* PARTS OF THE EXERCISE:
1/ Answer these questions about the post on file classification, one line each:
(a) In Dynamic Access Control, what does the matching of a user's claims involve?
(b) For which version of Windows Server is File Classification new?
(c) To what in DAC is the resource property set by a classification rule linked?
2/ Translate this sentence from the post on file classification into Spanish: "The users aren’t going to have the time or inclination to do this even if they are working in a compliance or regulated environment."
3/ Reproduce word for word the part of the post on file classification that opens with the words containing "In my last post" and closes with "Data Classification does.".

Evaluate This–File Classification

In my last post & screen cast I showed how Dynamic Access Control (DAC) worked; the business of matching a users claims to the properties of a file (Resource Property in DAC), however the problem then becomes how do I correctly tag my files so that DAC works.  You shouldn’t necessarily be doing this; it’s the users data and you are just the curator of that data.  The users aren’t going to have the time or inclination to do this even if they are working in a compliance or regulated environment.  However they might be able to give you some rules which you could apply to the files and this is what Data Classification does.

File Classification is part of the part of  File System resource Manager (FSRM) role service and is new for Windows Server 2012 where before FSRM was just there to only allow certain file type to be uploaded or to grant quotas to users to restrict how much and of what could be stored on your servers. The secret sauce is then to link the resource property you set using the classification rule to a Central Access Rule in DAC

Hopefully this screencast shows how easy this is to do..

* DATA SUPPLIED:
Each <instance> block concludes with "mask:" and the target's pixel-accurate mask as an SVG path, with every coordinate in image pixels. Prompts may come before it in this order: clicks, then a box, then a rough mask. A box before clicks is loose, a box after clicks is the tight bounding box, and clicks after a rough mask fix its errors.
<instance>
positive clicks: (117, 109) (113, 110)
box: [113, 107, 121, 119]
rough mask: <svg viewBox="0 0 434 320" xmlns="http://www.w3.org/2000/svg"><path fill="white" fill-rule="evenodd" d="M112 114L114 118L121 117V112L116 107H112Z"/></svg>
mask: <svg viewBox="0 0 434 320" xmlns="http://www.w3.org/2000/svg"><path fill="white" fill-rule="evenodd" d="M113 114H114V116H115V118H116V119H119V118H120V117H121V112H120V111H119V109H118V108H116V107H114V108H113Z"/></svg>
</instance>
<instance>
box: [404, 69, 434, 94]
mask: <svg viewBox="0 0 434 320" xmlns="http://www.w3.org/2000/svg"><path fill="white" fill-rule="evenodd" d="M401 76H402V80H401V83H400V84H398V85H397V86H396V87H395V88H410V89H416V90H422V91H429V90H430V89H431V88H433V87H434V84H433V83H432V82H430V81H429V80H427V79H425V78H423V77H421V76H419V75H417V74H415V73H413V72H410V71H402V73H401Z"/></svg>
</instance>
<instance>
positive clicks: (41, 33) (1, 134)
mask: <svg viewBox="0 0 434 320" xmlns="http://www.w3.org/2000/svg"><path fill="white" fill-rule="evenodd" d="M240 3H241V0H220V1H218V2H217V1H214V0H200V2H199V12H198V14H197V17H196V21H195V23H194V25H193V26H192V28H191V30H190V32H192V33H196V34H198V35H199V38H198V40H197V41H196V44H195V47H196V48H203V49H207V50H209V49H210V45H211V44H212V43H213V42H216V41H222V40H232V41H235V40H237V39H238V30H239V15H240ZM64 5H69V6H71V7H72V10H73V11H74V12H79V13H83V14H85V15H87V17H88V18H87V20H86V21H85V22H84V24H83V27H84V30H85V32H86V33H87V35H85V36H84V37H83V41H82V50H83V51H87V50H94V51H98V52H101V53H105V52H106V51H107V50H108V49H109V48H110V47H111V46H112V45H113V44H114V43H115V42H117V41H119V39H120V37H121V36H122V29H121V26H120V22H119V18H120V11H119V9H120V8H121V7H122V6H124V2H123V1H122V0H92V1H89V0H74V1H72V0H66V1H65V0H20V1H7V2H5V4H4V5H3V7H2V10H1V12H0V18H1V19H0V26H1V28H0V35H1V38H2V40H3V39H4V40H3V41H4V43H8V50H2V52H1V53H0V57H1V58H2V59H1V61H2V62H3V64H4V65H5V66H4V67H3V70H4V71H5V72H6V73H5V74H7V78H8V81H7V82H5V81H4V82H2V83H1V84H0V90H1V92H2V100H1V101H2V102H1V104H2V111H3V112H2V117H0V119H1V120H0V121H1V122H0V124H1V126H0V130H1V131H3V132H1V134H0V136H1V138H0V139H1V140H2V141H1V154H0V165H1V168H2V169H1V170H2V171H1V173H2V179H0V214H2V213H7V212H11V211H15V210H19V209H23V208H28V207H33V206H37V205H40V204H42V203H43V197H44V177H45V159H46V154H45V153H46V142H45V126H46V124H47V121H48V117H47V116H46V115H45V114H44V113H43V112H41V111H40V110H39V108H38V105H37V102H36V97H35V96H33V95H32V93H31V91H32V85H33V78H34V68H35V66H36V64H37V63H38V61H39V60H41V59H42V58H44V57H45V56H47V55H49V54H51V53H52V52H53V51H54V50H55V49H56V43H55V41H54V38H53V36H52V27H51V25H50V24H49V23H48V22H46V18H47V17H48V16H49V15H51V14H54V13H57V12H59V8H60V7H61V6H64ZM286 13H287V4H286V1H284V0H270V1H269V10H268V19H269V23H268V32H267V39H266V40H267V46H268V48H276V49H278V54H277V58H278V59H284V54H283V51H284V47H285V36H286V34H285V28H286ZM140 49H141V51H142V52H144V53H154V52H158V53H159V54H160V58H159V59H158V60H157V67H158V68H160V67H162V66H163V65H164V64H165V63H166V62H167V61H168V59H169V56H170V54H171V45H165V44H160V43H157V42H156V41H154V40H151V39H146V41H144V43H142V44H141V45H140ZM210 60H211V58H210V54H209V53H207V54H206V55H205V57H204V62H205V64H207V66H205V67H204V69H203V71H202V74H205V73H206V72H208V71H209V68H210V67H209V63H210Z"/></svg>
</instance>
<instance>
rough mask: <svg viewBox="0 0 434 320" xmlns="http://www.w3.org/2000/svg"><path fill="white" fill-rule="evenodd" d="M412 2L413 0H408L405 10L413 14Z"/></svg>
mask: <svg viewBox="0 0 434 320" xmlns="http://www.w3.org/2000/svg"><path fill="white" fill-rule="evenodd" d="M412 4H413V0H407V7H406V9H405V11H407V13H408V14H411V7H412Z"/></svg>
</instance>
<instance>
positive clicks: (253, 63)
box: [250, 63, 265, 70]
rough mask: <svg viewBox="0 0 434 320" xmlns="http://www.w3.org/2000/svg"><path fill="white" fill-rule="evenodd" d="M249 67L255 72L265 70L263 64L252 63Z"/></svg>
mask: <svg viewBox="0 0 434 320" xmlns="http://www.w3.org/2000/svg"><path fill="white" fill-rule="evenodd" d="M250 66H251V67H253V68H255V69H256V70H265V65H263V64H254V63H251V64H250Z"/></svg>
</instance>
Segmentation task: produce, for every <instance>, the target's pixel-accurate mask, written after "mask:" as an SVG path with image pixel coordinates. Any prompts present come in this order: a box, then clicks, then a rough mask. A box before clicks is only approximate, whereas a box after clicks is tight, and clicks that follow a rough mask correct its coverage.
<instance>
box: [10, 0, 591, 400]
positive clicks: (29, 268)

--

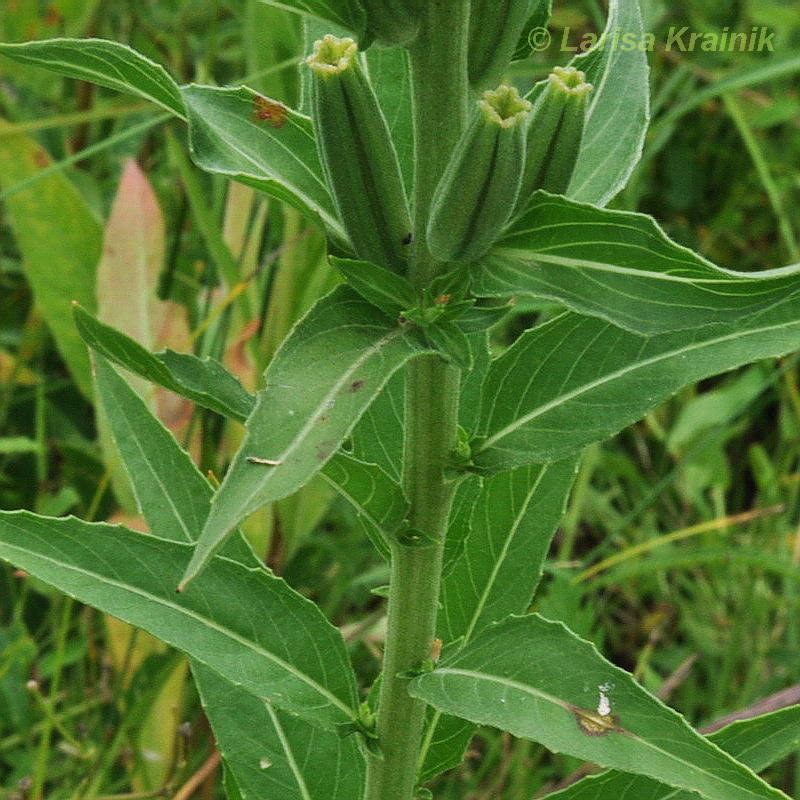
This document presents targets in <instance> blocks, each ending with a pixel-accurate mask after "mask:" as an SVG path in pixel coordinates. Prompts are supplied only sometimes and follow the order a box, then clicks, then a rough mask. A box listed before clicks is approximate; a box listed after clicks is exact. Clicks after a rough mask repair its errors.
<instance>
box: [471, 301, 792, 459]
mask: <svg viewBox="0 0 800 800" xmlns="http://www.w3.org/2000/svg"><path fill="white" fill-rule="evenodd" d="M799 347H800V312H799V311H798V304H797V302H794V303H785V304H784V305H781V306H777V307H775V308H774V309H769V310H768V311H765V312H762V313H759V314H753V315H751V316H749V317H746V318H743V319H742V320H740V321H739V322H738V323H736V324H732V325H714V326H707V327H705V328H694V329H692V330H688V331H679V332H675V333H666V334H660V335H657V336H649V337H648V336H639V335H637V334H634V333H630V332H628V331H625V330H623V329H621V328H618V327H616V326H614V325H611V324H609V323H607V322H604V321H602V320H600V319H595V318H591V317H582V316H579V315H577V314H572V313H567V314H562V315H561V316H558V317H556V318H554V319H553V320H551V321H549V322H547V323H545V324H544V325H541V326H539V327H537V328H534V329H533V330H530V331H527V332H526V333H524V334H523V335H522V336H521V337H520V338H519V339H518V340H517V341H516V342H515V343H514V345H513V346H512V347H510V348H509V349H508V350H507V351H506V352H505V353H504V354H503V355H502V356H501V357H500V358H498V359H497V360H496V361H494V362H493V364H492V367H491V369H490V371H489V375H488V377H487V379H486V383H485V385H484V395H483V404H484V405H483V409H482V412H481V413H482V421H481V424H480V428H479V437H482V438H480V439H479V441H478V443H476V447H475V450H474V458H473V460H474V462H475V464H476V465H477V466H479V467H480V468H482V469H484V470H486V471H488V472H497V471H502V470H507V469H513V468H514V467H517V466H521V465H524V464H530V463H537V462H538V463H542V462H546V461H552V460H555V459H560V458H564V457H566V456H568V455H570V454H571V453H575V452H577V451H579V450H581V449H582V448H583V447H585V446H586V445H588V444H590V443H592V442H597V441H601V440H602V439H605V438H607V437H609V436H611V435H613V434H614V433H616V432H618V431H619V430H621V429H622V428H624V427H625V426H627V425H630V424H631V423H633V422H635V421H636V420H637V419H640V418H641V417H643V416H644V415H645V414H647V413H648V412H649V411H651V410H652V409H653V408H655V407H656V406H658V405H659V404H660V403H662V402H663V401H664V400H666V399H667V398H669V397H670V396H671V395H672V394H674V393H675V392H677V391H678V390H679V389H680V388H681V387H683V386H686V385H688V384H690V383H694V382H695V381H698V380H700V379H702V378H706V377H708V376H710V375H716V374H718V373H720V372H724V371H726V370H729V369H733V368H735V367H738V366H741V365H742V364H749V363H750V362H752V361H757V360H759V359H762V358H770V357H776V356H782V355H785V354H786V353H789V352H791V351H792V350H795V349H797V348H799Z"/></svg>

--

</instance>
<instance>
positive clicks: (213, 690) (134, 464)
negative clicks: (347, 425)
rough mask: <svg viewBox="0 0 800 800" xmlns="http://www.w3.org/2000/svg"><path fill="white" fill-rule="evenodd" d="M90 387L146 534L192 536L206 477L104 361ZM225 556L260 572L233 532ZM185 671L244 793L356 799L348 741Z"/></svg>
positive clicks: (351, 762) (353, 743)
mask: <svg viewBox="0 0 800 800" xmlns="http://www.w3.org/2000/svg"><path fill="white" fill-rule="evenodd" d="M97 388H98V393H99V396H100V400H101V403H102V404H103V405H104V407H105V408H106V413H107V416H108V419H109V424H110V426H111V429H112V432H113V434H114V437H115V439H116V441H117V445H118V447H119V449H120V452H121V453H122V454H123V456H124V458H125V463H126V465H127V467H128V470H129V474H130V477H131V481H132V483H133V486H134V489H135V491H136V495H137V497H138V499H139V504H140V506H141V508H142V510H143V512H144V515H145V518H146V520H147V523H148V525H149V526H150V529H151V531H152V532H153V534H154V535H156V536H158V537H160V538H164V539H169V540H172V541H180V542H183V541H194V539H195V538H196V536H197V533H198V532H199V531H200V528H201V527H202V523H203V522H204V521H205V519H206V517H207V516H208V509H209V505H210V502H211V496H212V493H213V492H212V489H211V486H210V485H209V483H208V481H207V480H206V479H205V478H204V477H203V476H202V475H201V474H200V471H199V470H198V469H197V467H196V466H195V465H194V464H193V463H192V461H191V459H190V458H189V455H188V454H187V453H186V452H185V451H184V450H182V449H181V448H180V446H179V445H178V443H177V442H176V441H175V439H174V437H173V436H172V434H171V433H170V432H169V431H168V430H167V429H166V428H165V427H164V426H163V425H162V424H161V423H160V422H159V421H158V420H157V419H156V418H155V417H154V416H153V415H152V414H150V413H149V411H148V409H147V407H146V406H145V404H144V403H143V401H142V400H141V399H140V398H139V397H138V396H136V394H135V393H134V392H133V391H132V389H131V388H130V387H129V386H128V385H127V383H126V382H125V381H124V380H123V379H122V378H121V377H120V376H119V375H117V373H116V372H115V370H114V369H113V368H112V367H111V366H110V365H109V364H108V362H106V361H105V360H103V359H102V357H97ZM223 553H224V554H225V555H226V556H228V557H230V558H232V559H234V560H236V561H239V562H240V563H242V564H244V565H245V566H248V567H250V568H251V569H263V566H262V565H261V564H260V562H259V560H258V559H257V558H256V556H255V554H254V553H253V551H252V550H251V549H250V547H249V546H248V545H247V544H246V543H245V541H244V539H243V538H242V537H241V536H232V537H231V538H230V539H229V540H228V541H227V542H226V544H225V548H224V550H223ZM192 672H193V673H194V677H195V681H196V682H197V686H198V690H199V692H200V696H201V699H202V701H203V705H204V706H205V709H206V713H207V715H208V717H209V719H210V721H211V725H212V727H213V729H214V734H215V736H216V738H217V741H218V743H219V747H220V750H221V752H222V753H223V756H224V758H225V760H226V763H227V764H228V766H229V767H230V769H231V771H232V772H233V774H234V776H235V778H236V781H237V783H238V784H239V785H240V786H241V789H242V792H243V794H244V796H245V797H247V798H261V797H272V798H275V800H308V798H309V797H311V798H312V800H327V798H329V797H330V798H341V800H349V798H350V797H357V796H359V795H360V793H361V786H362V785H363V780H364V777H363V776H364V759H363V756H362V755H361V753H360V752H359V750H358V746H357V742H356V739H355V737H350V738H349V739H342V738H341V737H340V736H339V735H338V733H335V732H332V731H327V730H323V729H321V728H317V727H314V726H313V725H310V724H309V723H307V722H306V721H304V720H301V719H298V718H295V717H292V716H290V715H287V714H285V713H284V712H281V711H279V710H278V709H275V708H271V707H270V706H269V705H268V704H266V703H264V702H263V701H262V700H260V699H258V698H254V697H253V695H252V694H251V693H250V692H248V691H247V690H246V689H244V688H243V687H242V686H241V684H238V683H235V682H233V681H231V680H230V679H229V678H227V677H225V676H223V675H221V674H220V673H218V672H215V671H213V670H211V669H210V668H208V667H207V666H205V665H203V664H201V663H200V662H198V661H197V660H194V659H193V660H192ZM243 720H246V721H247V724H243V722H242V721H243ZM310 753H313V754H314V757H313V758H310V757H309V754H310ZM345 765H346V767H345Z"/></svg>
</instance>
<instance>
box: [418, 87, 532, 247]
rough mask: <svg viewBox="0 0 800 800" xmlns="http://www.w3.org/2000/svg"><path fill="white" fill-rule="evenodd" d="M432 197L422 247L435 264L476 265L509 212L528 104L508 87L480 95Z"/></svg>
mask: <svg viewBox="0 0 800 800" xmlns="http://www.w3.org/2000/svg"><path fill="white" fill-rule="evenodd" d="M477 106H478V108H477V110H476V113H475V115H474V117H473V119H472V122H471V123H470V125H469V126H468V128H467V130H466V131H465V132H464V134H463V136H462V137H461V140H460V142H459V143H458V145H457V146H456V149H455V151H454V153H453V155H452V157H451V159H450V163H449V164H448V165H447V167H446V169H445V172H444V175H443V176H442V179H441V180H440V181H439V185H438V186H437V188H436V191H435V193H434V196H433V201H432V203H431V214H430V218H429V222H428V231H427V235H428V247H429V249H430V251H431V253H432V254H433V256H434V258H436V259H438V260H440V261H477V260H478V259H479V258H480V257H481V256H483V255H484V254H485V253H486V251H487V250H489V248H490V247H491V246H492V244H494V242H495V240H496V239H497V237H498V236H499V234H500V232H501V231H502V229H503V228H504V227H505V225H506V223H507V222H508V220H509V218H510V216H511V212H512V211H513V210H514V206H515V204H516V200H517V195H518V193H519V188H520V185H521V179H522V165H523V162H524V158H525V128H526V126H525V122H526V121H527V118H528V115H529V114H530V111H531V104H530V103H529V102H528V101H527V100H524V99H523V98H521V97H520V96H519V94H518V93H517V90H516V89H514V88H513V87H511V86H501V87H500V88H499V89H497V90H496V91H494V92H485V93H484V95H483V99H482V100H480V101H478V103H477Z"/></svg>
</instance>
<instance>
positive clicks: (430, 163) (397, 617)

* RESULTS FOR EACH TASK:
1/
(a) Matching a user's claims to the properties of a file (Resource Property in DAC).
(b) Windows Server 2012.
(c) A Central Access Rule.

2/ Los usuarios no van a tener el tiempo ni la disposición para hacer esto, aun cuando trabajen en un entorno regulado o sujeto a requisitos de cumplimiento normativo.

3/
In my last post & screen cast I showed how Dynamic Access Control (DAC) worked; the business of matching a users claims to the properties of a file (Resource Property in DAC), however the problem then becomes how do I correctly tag my files so that DAC works.  You shouldn’t necessarily be doing this; it’s the users data and you are just the curator of that data.  The users aren’t going to have the time or inclination to do this even if they are working in a compliance or regulated environment.  However they might be able to give you some rules which you could apply to the files and this is what Data Classification does.